## Tarea
Según el fragmento dado sobre la violencia en México, ¿qué movimiento canalizó toda esa energía y mostró el infierno de crueldad y muerte en que se estaba convirtiendo el país?

## Fragmento dado
++++++

Murieron miles de mexicanos y desaparecieron otros tantos, pero nos acostumbramos.

Sí, hubo marchas y manifestaciones contra la violencia. Sí, proliferaron los colectivos de búsqueda de personas desaparecidas. Sí, las organizaciones de la sociedad civil denunciaron todo tipo de abusos y violaciones a derechos humanos. Sí, el Movimiento por la Paz con Justicia y Dignidad canalizó toda esa energía y mostró el infierno de crueldad y muerte en que se estaba convirtiendo México. Pero lo cierto es que nos acostumbramos a vivir con todo eso.

Mejor gozar del cuidado de los militares que quedar a expensas del crimen organizado, ¿no? Al fin y al cabo, esta solución era sólo temporal en lo que se profesionalizaba a los cuerpos policiacos, ¿verdad?

++++++

## Entradas listadas
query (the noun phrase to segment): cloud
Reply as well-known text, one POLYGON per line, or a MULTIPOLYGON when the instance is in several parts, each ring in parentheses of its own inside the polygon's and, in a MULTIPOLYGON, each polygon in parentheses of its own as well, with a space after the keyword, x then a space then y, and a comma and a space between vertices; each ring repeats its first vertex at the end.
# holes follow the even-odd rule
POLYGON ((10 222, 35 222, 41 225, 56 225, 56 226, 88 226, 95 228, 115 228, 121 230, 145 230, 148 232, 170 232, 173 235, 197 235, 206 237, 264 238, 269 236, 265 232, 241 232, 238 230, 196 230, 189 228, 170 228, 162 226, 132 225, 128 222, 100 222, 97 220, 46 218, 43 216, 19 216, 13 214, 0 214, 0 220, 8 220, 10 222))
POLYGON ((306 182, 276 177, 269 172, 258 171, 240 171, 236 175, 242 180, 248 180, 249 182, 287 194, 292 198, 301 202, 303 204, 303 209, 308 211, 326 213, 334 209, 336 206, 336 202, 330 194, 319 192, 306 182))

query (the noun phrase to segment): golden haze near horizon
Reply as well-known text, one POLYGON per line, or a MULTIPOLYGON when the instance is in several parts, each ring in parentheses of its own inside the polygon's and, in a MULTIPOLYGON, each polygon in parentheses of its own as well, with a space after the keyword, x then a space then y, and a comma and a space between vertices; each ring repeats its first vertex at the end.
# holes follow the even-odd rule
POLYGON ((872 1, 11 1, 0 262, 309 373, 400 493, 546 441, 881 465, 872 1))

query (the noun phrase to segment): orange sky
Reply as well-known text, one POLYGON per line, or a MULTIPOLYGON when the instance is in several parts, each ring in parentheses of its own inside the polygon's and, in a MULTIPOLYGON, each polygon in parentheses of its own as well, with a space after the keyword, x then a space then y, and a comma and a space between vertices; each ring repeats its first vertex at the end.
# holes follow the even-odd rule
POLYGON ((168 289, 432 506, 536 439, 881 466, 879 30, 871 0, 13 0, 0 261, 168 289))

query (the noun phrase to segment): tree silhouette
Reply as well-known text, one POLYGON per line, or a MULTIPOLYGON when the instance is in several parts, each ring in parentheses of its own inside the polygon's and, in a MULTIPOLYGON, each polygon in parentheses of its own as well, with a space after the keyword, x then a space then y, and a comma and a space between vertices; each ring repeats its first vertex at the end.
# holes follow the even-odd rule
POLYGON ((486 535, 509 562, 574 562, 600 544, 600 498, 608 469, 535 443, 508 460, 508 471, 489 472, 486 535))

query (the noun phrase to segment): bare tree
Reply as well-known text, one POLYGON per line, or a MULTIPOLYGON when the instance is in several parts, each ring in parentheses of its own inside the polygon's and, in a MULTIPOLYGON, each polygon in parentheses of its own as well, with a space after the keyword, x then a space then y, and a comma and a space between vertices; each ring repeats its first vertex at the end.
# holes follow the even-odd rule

++++++

## Respuesta
El Movimiento por la Paz con Justicia y Dignidad.